**Problem to work on:**
Collect every line of the records below in which the word "grass" appears.

════════

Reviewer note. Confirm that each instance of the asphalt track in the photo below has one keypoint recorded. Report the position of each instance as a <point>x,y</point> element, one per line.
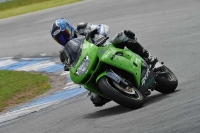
<point>168,29</point>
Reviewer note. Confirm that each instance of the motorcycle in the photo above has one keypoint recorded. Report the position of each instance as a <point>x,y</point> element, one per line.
<point>118,74</point>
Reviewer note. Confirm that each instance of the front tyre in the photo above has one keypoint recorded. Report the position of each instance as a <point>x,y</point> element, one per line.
<point>129,97</point>
<point>167,81</point>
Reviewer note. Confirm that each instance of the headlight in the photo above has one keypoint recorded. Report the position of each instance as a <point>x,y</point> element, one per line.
<point>83,66</point>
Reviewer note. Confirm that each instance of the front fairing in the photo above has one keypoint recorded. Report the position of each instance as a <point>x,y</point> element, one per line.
<point>89,50</point>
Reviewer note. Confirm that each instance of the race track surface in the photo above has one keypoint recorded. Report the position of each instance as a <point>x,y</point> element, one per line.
<point>169,29</point>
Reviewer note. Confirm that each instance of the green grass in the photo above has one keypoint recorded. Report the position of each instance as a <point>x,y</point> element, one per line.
<point>17,7</point>
<point>17,87</point>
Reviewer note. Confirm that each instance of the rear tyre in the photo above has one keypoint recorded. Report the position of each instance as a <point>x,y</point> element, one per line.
<point>127,97</point>
<point>167,82</point>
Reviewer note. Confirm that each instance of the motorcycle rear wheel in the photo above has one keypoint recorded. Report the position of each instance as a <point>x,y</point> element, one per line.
<point>120,95</point>
<point>167,82</point>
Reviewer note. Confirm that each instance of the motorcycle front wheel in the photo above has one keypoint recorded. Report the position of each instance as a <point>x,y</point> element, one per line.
<point>129,97</point>
<point>167,81</point>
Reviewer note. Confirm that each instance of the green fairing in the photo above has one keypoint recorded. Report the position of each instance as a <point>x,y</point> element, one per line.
<point>99,56</point>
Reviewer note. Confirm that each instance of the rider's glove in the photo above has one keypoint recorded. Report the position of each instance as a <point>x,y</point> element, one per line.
<point>66,67</point>
<point>61,54</point>
<point>100,40</point>
<point>91,34</point>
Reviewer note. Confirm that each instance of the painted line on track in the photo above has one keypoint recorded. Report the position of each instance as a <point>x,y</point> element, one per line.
<point>47,65</point>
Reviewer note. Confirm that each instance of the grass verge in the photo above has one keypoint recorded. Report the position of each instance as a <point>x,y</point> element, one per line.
<point>17,7</point>
<point>17,87</point>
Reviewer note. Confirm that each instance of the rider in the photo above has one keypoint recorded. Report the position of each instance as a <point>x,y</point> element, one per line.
<point>62,31</point>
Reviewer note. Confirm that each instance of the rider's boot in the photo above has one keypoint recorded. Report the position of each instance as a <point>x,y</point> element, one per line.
<point>150,59</point>
<point>98,100</point>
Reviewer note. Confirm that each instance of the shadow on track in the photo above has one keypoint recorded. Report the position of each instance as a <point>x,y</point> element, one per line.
<point>157,98</point>
<point>118,109</point>
<point>115,110</point>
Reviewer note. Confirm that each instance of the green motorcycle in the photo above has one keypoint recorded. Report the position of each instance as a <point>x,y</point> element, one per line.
<point>118,74</point>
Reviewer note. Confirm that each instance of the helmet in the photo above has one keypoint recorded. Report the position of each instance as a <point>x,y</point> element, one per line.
<point>62,31</point>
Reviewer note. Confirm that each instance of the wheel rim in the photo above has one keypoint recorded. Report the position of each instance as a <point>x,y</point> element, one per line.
<point>168,75</point>
<point>132,93</point>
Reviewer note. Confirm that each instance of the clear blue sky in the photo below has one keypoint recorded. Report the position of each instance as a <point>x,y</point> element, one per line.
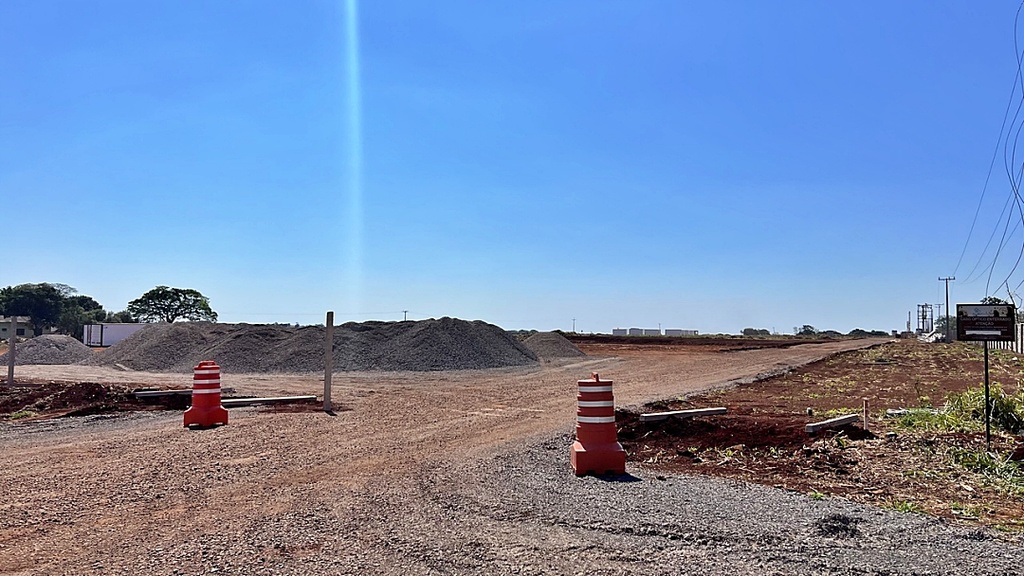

════════

**Exercise output:**
Reviewer note. Confirm that each instance of the green grass in the photo above has one keypoint recorded. Report the position of each instance as a <point>x,y</point> element, one per line.
Reviewer note. Confirm that each instance of the grass verge in the photo above has one keypoint recorded. Report the position of each instance as a <point>x,y</point> element, one per line.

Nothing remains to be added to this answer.